### THE PROBLEM
Format every line of the records below as a JSON list of strings, one string per line, with blank lines left out. Leave the pictures out of your answer.

### GIVEN DATA
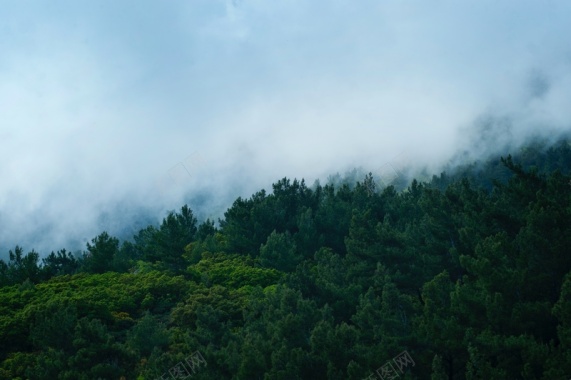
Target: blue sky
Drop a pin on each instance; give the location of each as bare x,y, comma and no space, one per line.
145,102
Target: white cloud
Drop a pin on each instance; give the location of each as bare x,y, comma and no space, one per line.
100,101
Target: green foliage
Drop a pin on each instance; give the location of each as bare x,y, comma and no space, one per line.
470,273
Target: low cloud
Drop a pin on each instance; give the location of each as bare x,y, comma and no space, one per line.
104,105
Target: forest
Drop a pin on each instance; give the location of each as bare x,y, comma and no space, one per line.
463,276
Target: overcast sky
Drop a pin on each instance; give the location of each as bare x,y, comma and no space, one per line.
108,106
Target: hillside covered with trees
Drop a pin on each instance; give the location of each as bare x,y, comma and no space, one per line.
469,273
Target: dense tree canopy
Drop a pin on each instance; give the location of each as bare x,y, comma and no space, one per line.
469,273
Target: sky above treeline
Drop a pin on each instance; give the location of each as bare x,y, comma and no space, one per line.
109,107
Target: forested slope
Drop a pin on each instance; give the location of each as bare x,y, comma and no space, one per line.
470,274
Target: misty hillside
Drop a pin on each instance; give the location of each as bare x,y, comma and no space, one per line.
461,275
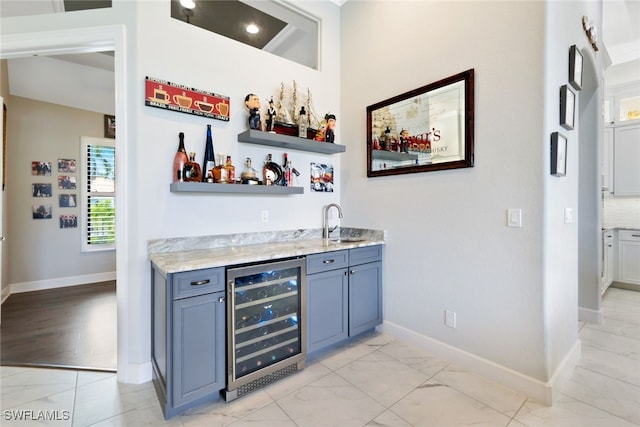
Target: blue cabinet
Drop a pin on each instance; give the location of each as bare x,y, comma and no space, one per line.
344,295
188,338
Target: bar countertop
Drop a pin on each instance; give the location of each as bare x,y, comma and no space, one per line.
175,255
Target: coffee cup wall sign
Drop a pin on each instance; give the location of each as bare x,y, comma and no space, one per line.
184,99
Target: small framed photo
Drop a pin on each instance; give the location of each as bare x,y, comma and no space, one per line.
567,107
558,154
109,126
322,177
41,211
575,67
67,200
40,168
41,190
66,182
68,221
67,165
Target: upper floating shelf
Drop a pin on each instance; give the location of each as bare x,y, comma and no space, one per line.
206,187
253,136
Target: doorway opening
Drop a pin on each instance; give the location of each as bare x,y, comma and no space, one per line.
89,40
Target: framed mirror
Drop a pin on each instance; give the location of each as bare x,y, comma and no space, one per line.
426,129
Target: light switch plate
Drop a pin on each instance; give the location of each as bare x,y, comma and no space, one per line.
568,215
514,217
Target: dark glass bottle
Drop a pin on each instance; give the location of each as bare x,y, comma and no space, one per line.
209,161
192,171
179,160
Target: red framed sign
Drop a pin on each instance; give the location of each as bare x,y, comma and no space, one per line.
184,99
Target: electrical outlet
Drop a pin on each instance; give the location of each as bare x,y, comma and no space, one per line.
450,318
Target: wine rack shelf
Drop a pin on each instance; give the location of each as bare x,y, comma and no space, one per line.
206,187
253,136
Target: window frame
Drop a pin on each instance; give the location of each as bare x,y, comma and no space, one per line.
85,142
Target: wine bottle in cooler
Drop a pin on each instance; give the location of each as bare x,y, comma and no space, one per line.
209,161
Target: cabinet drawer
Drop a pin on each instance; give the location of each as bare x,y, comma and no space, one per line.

### THE COMPLETED TASK
[
  "Target: blue sky",
  "Drop a pin on each instance; give the location of each as bare x,y, comma and no space, one per line.",
  "145,102",
  "Target: white cloud",
  "Drop a pin on each instance; give the location of each as bare x,y, comma and no space, one per line.",
  "100,101",
  "Target: green foliage",
  "Drop a pin on each instance; give the location of each as bare x,y, comma and no space, one per line.",
  "470,273",
  "Target: low cloud",
  "Drop a pin on each instance; give the location of each as bare x,y, comma and no space, one per line.",
  "104,105",
  "Target: forest",
  "Drop a pin on each instance; give the location of each as bare x,y, comma and no space, one per line.",
  "463,276",
  "Target: overcast sky",
  "Drop a pin on each instance; give the location of each as bare x,y, comma and no space, one per line.",
  "108,106",
  "Target: hillside covered with trees",
  "Drop a pin on each instance; give the location of each as bare x,y, comma and no space, one per line.",
  "469,273",
  "Target: dense tree canopy",
  "Drop a pin on each instance; give the location of each as bare x,y, comma and no space, one per line.",
  "469,273",
  "Target: sky above treeline",
  "Drop a pin on each instance; give the location of each as bare x,y, comma and no space, one per line.",
  "109,107",
  "Target: forested slope",
  "Drop a pin on each instance; give the location of each as bare x,y, comma and no space, one per line.",
  "470,274",
  "Target: misty hillside",
  "Drop a pin on each instance; give the location of each as bare x,y, comma and no space, one per line.",
  "461,275",
  "Target: blue cabinet",
  "Drop a pin on each instance; give the location of each as bare x,y, comma and no space, one per line.",
  "344,295",
  "188,338",
  "Target: bar countertop",
  "Drop a pin on each instance; give the location of each as bare x,y, comma and no space, one per line.",
  "175,255",
  "Target: coffee cup wall sign",
  "Drop a pin on each instance; give the location of each as bare x,y, comma and no space, one per line.",
  "184,99",
  "Target: small framed photo",
  "Drop a pin on each instance; give the location of each as bare x,y, comma and no space, one per line.",
  "567,107",
  "558,154",
  "109,126",
  "322,177",
  "41,211",
  "575,67",
  "67,200",
  "40,168",
  "41,190",
  "66,182",
  "68,221",
  "67,165",
  "Target: upper floating shelf",
  "Drop a pin on each instance; give the location of each as bare x,y, comma and no space, one per line.",
  "206,187",
  "253,136",
  "Target: doorway opening",
  "Drop a pin on each instance; give the location of each as bare x,y, comma and no space, one per line.",
  "89,40",
  "Target: framed mirror",
  "Drop a pin on each instance; give the location of each as bare x,y, comma and no space, one per line.",
  "426,129",
  "Target: light switch plate",
  "Drop a pin on each instance; give the location of each as bare x,y, comma and no space, one per line.",
  "568,215",
  "514,217",
  "Target: dark glass bottle",
  "Drop a pin on each instance; give the location of each as bare x,y, comma and no space, one per line.",
  "209,161",
  "192,171",
  "179,160",
  "Target: red framed sign",
  "Drop a pin on each instance; give the location of each as bare x,y, comma and no space, one per line.",
  "184,99",
  "Target: electrical outlet",
  "Drop a pin on each instance; give the location of each as bare x,y, comma and no space, one per line.",
  "450,318",
  "Target: wine rack shelf",
  "Drop a pin on each instance; give the location of each as bare x,y, comma and no space, one per line.",
  "206,187",
  "253,136",
  "Target: window frame",
  "Drop a pin on each instance; give the location of each as bare x,y, comma and no space, one per line.",
  "85,142",
  "Target: wine bottle in cooler",
  "Drop a pin on each instance; give the location of each as bare x,y, comma and no space, one per line.",
  "209,161",
  "Target: cabinet drawer",
  "Drop a pin on each instance; give the location of each as bare x,y, comma and no space, one per line."
]